La transition a pris près de 10-15 ans, principalement en raison du conservatisme intégré dans de nombreux services d’incendie, mais aussi en raison des coûts impliqués qui comprennent la modification ou le nettoyage de l’équipement existant, ainsi que l’élimination appropriée et coûteuse des stocks existants d’AFFF. Une autre force motrice, en particulier aux États-Unis, a été l’exposition financière et juridique croissante de continuer à utiliser des produits qui entraînent une contamination environnementale persistante et généralisée.

La destruction écologiquement acceptable des stocks AFFF existants, impliquant souvent d’énormes volumes de concentré allant jusqu’à des millions de litres, nécessite des méthodes de destruction très efficaces (> 99,999% DRE), capables de traiter des charges solides et liquides, qui ne contaminent pas davantage l’environnement et qui soient financièrement faisables. Les méthodes actuellement disponibles seront discutées dans un autre article.

En plus de faire appel aux composés fluorés pour leurs propriétés physico-chimiques exceptionnelles, la formulation des émulseurs mousse contient une gamme d’autres produits chimiques nécessaires pour réaliser l’extinction.

Les principaux composants présents dans les émulseurs avec ou sans tensioactifs fluorés ou polymères fluorés sont les suivants :

Agents moussants :

(a)certains tensioactifs fluorés comme le PFOS et le PFHxS, et leurs dérivés fonctionnels, et des composés fluorotélomères comme le 1157 (perfluoroalkyl bétaïne) et le 1183 (perfluoroalkyl aminoxide) ont été parfois utilisés pour doper le volume de mousse dans des émulseurs AFFF.

Consigne - Reprenez le texte sur les émulseurs mousse AFFF et rédigez-en la suite à partir de sa dernière phrase.

Jeu de données -
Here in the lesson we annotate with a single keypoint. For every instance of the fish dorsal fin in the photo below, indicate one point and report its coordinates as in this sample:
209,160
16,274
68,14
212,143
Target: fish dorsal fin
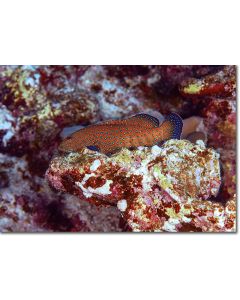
144,120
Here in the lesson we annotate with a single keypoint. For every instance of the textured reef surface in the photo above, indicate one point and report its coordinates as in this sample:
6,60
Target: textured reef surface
183,185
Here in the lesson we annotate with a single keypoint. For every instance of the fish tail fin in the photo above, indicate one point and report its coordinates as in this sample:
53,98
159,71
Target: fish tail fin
172,126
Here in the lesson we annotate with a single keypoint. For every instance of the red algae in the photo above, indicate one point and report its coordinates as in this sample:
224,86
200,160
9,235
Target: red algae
133,190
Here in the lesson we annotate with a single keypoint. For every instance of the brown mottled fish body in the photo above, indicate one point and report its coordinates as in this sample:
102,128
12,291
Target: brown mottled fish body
140,130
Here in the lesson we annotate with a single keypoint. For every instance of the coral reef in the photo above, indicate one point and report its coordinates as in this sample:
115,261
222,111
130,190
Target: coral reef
38,102
27,204
156,189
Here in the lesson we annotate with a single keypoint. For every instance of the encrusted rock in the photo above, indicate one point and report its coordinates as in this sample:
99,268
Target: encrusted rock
156,189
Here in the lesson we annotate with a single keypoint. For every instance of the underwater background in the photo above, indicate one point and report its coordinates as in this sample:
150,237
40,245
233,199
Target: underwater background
179,186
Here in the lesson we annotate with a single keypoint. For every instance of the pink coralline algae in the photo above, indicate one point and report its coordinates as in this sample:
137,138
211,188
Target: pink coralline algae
176,186
164,188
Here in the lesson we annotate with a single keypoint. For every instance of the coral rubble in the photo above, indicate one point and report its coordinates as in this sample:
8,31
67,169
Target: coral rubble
156,189
178,186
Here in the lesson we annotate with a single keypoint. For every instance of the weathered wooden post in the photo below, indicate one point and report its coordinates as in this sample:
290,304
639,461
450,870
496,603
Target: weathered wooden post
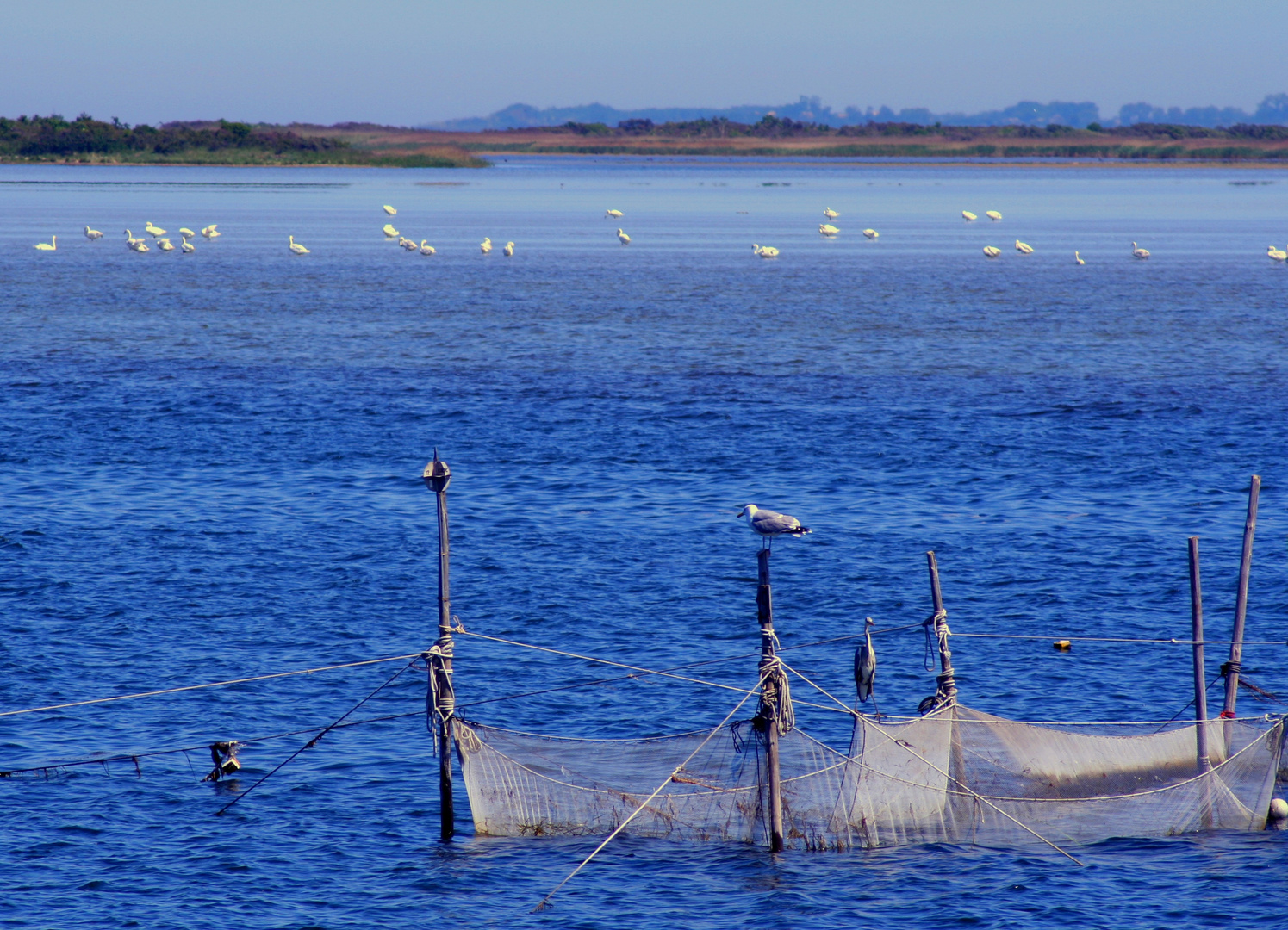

Réponse attendue -
(b)Une large palette de tensioactifs hydrocarbonés sont largement utilisés par les fabricants dans tous les types d’émulseurs dits synthétiques : AFFF, AFFF-AR, Synthétique, Classe A et F3. Les agents tensioactifs synthétiques ont pour précurseurs les chaînes d’hydrocarbures (p. ex., CH3(CH2)N-) produits par l’industrie pétrochimique à partir d’huile minérale et/ou d’acides gras animaux et végétaux, qui sont ensuite fonctionnalisés avec un groupe de tête polaire pour obtenir la propriété tensioactive souhaitée, par exemple, le sulfonate d’octyle, CH3(CH2)7SO3-, ou le sulfate de dodécyle, CH3(CH2)11SO4-.

(c)Polymère protéinique : obtenu à partir de l’hydrolyse des déchets d’abattoir ‘’corne et sabot’’, ce procédé désuet et polluant consiste à chauffer la matière première dans des milieux hautement alcalins. La kératine est dégradée en petits fragments de protéines. Le produit fini concentré est parfois contaminé par de l’hémoglobine provenant du sang résiduel, ce qui lui confère une couleur brun foncé très caractéristique. Dans des conditions opérationnelles, la mousse protéinique est typiquement de couleur brunâtre avec une odeur très distinctive, notamment lorsqu’elle est appliquée sur le feu.

Stabilisateurs de mousse : la plupart d’entre eux sont des éthers de glycol. Les plus utilisés sont le butyl glycol, le butyl carbitol et l’hexylène glycol, et plus récemment les éthyl ou butyl propylène glycols. On retrouve parfois des alcools gras de lauryl.

Les agents antigel : le monoéthylène glycol, (CH2OH)2 et le mono-propylène glycol, CH2(CH2OH)2, sont largement utilisés, mais les fabricants utilisent également du chlorure de sodium, de l’urée, etc. dans certaines formulations.

Les glycols et les éthers de glycol présents dans les formulations de mousse sont à des concentrations relativement élevées – généralement de 10 à 20 % – et sont les principaux contributeurs à la valeur de la DBO/DCO.

Autres additifs : dans cette catégorie, les formulateurs utilisent des conservateurs, des produits anticorrosion, des tampons pour stabiliser le pH de la mousse et des agents de chélation pour les ions qui dégradent la performance de la mousse, tous à des niveaux inférieurs à 1%.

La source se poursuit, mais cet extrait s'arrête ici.